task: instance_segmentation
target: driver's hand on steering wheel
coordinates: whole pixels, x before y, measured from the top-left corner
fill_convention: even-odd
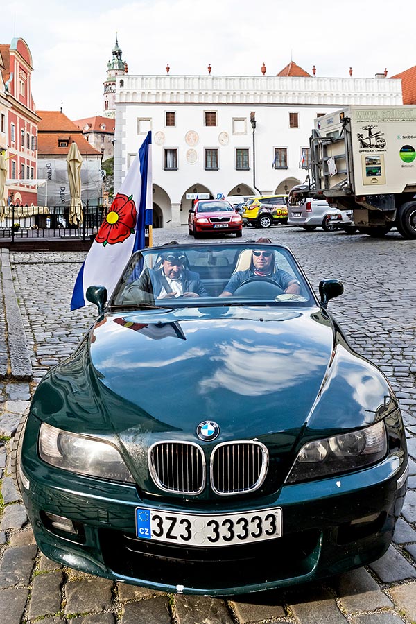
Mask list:
[[[288,285],[284,292],[287,293],[288,295],[299,295],[300,293],[300,287],[296,281],[293,281]]]

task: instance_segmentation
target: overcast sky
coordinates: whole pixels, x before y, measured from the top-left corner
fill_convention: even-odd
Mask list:
[[[0,43],[25,40],[38,110],[101,114],[116,32],[131,74],[372,78],[416,64],[414,0],[1,0]]]

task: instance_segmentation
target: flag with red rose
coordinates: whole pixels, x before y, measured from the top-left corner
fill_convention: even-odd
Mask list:
[[[131,255],[144,247],[145,226],[152,224],[152,133],[133,160],[76,278],[71,309],[86,305],[90,286],[110,295]]]

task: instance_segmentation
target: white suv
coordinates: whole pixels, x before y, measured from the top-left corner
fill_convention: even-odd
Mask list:
[[[340,228],[350,232],[354,227],[352,210],[339,210],[336,204],[329,204],[324,199],[301,197],[293,191],[288,200],[288,225],[297,225],[306,232],[322,227],[325,232]]]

**EXERCISE OBJECTIVE**:
Copy every line of the four items above verbatim, leaving out the picture.

**EXERCISE OUTPUT**:
task: instance_segmentation
target: driver's hand on steering wheel
coordinates: whole pixels, x before y, measured from the top-left corner
fill_convention: even-odd
Mask list:
[[[288,285],[284,292],[287,293],[288,295],[299,295],[300,293],[300,287],[296,281],[293,281]]]

task: instance_segmentation
target: overcast sky
coordinates: whole pixels, x before y, measured from the top-left corner
fill_convention: even-odd
Mask list:
[[[0,43],[25,40],[38,110],[101,114],[116,32],[131,74],[372,78],[416,64],[414,0],[1,0]]]

task: instance_segmentation
target: flag with red rose
coordinates: whole pixels, x before y, measured from the top-left corner
fill_convention: even-odd
Mask list:
[[[131,255],[144,247],[145,226],[152,224],[152,133],[133,160],[76,278],[71,309],[86,305],[90,286],[110,295]]]

task: instance_segmentation
target: white suv
coordinates: whole pixels, x before y, measured from the top-left corner
fill_convention: even-odd
Mask list:
[[[340,228],[350,232],[354,227],[352,210],[339,210],[336,204],[329,204],[324,199],[301,197],[293,191],[288,200],[288,225],[297,225],[306,232],[322,227],[325,232]]]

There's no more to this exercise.